### Supplied text

It was somewhat more broad-based, but of course, one of the customers was a bigger driver given that we didn't have a meaningful position with that customer a year ago. Greater China continues its very significant rollout. All three customers are in LTE rollouts. And given that we are the number 1 foreign vendor in China with regard to LTE, we're benefiting at the moment, but it's hard to say how that will evolve for next year. And then finally, Asia-Pacific, we saw momentum in Korea and India. There'll be new options in spectrum in India in February next year, and we're seeing some of the regulatory headwind sort of go away with the new government in place. That's kind of broadly the color I'd give you, but not being specific on Q4.
Yeah. Yeah. Maybe I'll comment a bit on how we kind of look at our Q4 guidance. So really looking at the Networks Q3 results, we clearly had a very strong quarter, and we had very strong 15% sequential revenue growth, which is above normal seasonality. And this was supported by strong performance in North America and China. Then when we look at that additionally, there were a couple of unusual elements, as discussed earlier. So we benefited from some of these catch-up sales, and we also had the elevated proportion of MBB in the mix, which benefited Q3 on a gross margin level in particular. And this is something what we don't expect to continue quite the same way going into Q4.
And then finally, I would like to remind that OpEx is seasonally usually higher in Q4, so it would be typical to have a higher OpEx going into Q4.
Great. Thank you, Andrew. Stephanie, next question, please.
Your next question comes on the line of Mike Walkley with Canaccord Genuity. Your line is open.
Oh, great. Thank you. Just switching gears to the Technologies division. With Nokia building infrastructure and adding to the team and contacting new potential OEM licenses, can you help us with the thought process of how long it might take for new licensees to go through the negotiation process? And also, can you update us on any timing updates for the Samsung arbitration? Is it still expected sometime in mid-2015? Thank you.

######
### Given data

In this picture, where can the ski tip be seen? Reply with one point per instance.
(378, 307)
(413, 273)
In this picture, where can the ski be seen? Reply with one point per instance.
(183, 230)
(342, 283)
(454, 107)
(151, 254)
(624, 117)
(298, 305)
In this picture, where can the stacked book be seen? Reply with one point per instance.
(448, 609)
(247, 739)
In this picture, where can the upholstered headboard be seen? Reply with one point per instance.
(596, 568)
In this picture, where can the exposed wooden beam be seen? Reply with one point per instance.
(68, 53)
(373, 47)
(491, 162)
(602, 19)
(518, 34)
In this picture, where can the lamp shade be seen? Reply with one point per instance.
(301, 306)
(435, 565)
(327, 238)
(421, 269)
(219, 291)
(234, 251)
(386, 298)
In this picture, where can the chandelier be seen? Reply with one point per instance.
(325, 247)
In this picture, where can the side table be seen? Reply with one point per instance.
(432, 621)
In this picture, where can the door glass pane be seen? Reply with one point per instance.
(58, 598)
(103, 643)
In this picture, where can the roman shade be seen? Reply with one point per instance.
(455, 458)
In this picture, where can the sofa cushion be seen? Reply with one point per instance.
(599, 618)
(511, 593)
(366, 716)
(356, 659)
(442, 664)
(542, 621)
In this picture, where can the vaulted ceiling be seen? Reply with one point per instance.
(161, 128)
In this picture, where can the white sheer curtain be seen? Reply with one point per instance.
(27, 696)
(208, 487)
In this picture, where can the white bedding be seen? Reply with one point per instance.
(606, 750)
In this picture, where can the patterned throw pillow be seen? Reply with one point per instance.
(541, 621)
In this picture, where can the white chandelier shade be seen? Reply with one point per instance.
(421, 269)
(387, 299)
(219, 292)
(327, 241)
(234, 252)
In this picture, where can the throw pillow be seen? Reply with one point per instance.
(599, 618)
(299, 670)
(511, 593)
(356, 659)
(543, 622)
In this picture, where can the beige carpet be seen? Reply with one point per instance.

######

• [Written task 1]: Locate every line in the listing that contains the string "throw", and copy each such line.
• [Written task 2]: Resume the earnings call transcript after its last sentence, carrying on in the same conversational style.
The earnings call transcript and the listing come from unrelated sources.

• [Exercise response 1]:
In this picture, where can the patterned throw pillow be seen? Reply with one point per instance.
In this picture, where can the throw pillow be seen? Reply with one point per instance.

• [Exercise response 2]:
Okay. Thanks, Mike. Timo here. So I'll talk a little bit about this because I think we have discussed earlier that basically when you look at new licensees so of course, we had opportunity also with existing licensees, but those come when they come as those contracts start to close to expiry or towards expiry. But with new licensees, so any discussions in this kind of setup, of course, take first a bit of time to negotiate, and that time can be anything between 3-6 months or something like that. And if one would then not come to an agreement and you would need to, call it, take the legal type of enforcement route, that easily can take a year or so to come into fruition. So these are quite long processes.
Now, we absolutely have things ongoing with new licensees, with potential new licensees, but that is kind of the timeline unless we could get some of these discussions being resolved either through direct negotiation or then maybe through an arbitration procedure as is done with the in the Samsung case. And what comes to the timing of the Samsung arbitration, we have no change in expectation. It is expected at some time during 2015.
Great. Thank you, Mike. Stephanie, next question, please.
Your next question comes on the line. Johannes Schaller with Deutsche Bank. Your line is open.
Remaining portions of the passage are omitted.